* BEGIN Source text *
Another inspiration for us comes from limit theory in mathematics. An example is as follows:

$$\left.\begin{array}{c}{\displaystyle \underset{n\to \infty }{lim}{X}_n=T}\\ {\displaystyle \underset{n\to \infty }{lim}{Y}_n=T}\\ \forall \epsilon >0\\ \exists N\end{array}\right\}\Rightarrow ifn>N,\underset{n\to \infty }{lim}\left|X_n-Y_n\right|<\epsilon$$

(1)

In Equation (1), $X_n$ and $Y_n$ represent the gait sequence of two attackers while learning the target gait T. The larger subscript n indicates a later data collection time. In the imitation attack scenario, the Equation (1) represents that if attackers can imitate the “Sheep”, then the “Fake-sheep”’s gaits are similar.

Based on the above theory, we may use two people or more with similar gaits as the attackers and the victims to evaluate the target system.

3.3. Feasibility Analysis

We first implemented a gait authentication model based on Muaaz’s approach [25]. Then, we used the OU-ISIR dataset [46] to evaluate the system’s performance as the baseline. Finally, the EER that we obtain is 14.9%.

Next, our goal was to find people who can walk in the same style. There are two choices for us: elementary school students and military soldiers. Considering the stability of the gait and the improvisation issues mentioned earlier, we finally chose to recruit participants from the honor guard (detailed information about the participants are shown in the next section).

Honor guards often need to walk in uniform gait and march in formation. We use the authentication system to test their goose step; at last, the EER we obtain is up to 46%. It can satisfy our hypothesis that we can use the same gait from different people to evaluate an authentication system.

4. Collusive Attack

In previous studies, researchers have often used the attack model in which attackers imitate how the victim walks. The purpose of an imitation attack is that an attacker successfully mimics the victim’s gait. Its essence is to make the target system unable to decide whether the gait data are from the legal user. Hence, we propose a collusive attack model: the victim colludes with the attacker to provide a gait template that is easy to imitate; then, the attacker will easily use the same gait to obtain the wrong authorization.

4.1. Gait Training

As mentioned in Section 3.3, we invited 20 participants from the honor guards. In the honor guard, they went through significant goose-step training. They split the goose-step into individual movements during the training and stop at the end of each movement. After long-term training, they formed muscle memory of each movement, such as the distance between the hand and the body, the height of the foot from the ground, marching speed, and the arm swing speed. In addition, since honor guards tend to recruit members who meet the specified criteria, our participants have the same gender with similar ages, heights, and weights.

We designed our walking style according to the walking manner of the goose-step and the ordinary gait. We made the participants train individually for one hour a day for three months, with joint training each Monday. In addition, we asked participants to follow other participants in their lives when they met others (see Figure 1).
* END Source text *
* BEGIN Information given *
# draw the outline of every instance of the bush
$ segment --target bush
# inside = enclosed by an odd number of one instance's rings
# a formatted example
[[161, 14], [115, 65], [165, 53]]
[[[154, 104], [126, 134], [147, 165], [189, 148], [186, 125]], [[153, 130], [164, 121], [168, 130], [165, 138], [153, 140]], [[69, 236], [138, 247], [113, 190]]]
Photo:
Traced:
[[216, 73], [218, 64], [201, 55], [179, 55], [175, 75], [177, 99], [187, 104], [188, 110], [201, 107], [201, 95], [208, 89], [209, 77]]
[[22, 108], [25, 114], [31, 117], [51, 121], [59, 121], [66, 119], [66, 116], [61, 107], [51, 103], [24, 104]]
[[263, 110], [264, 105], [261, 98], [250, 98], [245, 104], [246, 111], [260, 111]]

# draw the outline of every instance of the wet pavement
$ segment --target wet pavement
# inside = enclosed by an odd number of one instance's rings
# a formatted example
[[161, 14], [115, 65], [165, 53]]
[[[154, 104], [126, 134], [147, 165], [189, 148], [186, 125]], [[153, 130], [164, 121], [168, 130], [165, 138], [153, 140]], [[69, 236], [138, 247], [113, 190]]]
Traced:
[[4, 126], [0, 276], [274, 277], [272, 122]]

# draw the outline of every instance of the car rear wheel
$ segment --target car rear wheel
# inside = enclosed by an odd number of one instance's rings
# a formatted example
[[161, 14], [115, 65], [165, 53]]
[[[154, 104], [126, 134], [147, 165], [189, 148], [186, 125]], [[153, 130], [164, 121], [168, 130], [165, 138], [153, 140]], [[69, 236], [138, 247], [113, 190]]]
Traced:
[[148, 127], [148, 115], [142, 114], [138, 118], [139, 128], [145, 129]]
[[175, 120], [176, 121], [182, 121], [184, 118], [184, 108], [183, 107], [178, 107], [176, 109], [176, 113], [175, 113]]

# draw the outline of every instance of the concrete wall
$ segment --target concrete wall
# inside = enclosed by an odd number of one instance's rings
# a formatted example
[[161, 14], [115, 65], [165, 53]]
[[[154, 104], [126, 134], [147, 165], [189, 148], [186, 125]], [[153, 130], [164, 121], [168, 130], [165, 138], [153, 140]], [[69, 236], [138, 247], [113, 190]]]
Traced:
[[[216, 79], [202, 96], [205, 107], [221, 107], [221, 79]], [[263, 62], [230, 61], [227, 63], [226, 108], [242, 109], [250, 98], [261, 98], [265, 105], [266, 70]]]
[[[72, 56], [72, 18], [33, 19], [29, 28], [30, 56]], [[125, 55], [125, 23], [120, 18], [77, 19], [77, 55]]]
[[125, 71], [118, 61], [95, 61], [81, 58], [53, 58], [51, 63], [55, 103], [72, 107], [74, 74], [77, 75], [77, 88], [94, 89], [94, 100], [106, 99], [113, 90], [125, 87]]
* END Information given *
**Requirements:**
A – Copy from the gait passage, word for word, the stretch from "Next, our goal" to "the next section).".
B – According to the gait passage, which aspects of each movement did the honor guards form muscle memory of after long-term training? List every one.
C – Decide whether each statement agrees with the gait passage. Answer yes or no and quote the words that settle it.
(i) Testing the honor guards' goose step produced an EER of up to 46%.
(ii) The participants trained individually for two hours a day.
(iii) The researchers chose to recruit elementary school students as participants.

**Task solutions:**
A –
Next, our goal was to find people who can walk in the same style. There are two choices for us: elementary school students and military soldiers. Considering the stability of the gait and the improvisation issues mentioned earlier, we finally chose to recruit participants from the honor guard (detailed information about the participants are shown in the next section).

B –
- the distance between the hand and the body
- the height of the foot from the ground
- marching speed
- the arm swing speed

C –
(i) Yes: "at last, the EER we obtain is up to 46%"
(ii) No: "train individually for one hour a day for three months"
(iii) No: "we finally chose to recruit participants from the honor guard"